EXTRACT TO READ -
------------

Music Therapy Hits the Right Note for Depression

Fran Lowry

August 10, 2011

August 10, 2011 — Music therapy can improve the symptoms of depression when added to standard antidepressant treatment, according to a study by Finnish researchers published in the August issue of the British Journal of Psychiatry.

"Music therapy is noninvasive, and just 20 biweekly sessions produce a beneficial effect," lead study author Jaakko Erkkilä, PhD, from the Finnish Centre of Excellence in Music Research, University of Jyväskylä, Finland, told Medscape Medical News.

Moreover, "you don't have to be a musician nor musically talented in order to get benefit from this treatment," Dr. Erkkilä said.

Dr. Jaakko Erkkilä

Researchers in Finland have been developing clinical expertise with music therapy in people with psychiatric disorders since the late 1960s, Dr. Erkkila explained.

"In Finland, depression has become a common reason for inability to work and affects 5% to 6.5% of the population. The usual treatment is medication plus psychiatric counseling. Psychotherapy is also effective, but verbal psychotherapy processing can be difficult or insufficient for some people," he said.

------------

INPUT DATA -

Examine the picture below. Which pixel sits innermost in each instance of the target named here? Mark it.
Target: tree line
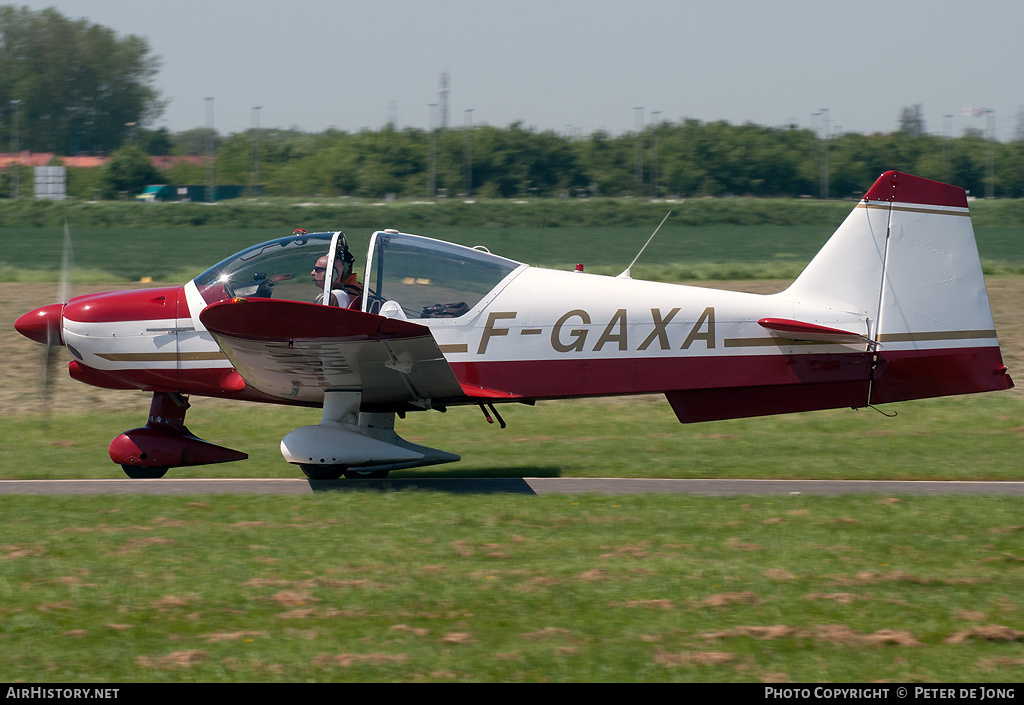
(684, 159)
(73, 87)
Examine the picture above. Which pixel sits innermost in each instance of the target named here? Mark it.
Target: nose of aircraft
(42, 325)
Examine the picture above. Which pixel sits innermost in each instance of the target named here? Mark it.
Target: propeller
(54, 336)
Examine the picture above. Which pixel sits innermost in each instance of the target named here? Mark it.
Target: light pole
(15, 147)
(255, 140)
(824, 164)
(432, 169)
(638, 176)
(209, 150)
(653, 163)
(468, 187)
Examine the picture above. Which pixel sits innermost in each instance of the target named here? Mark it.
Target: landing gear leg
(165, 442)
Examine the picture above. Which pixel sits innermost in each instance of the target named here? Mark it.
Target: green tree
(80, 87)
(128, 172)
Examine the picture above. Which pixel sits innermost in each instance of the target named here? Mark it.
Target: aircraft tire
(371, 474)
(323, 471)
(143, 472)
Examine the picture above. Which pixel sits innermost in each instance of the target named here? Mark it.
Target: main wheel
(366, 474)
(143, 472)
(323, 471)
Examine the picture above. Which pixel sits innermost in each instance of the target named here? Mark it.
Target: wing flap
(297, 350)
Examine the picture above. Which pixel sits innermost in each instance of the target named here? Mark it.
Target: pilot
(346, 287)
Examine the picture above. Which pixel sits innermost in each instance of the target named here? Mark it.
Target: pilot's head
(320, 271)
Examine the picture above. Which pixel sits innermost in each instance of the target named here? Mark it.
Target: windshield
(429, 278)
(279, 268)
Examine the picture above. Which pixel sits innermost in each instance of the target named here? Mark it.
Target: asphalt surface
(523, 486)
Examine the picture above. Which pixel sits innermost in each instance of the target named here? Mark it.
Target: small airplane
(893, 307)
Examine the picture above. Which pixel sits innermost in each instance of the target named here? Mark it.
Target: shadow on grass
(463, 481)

------------

TASK OBJECTIVE - In the article on music therapy for depression, what share of Finland's population does depression affect?

FINISHED TASK - 5% to 6.5%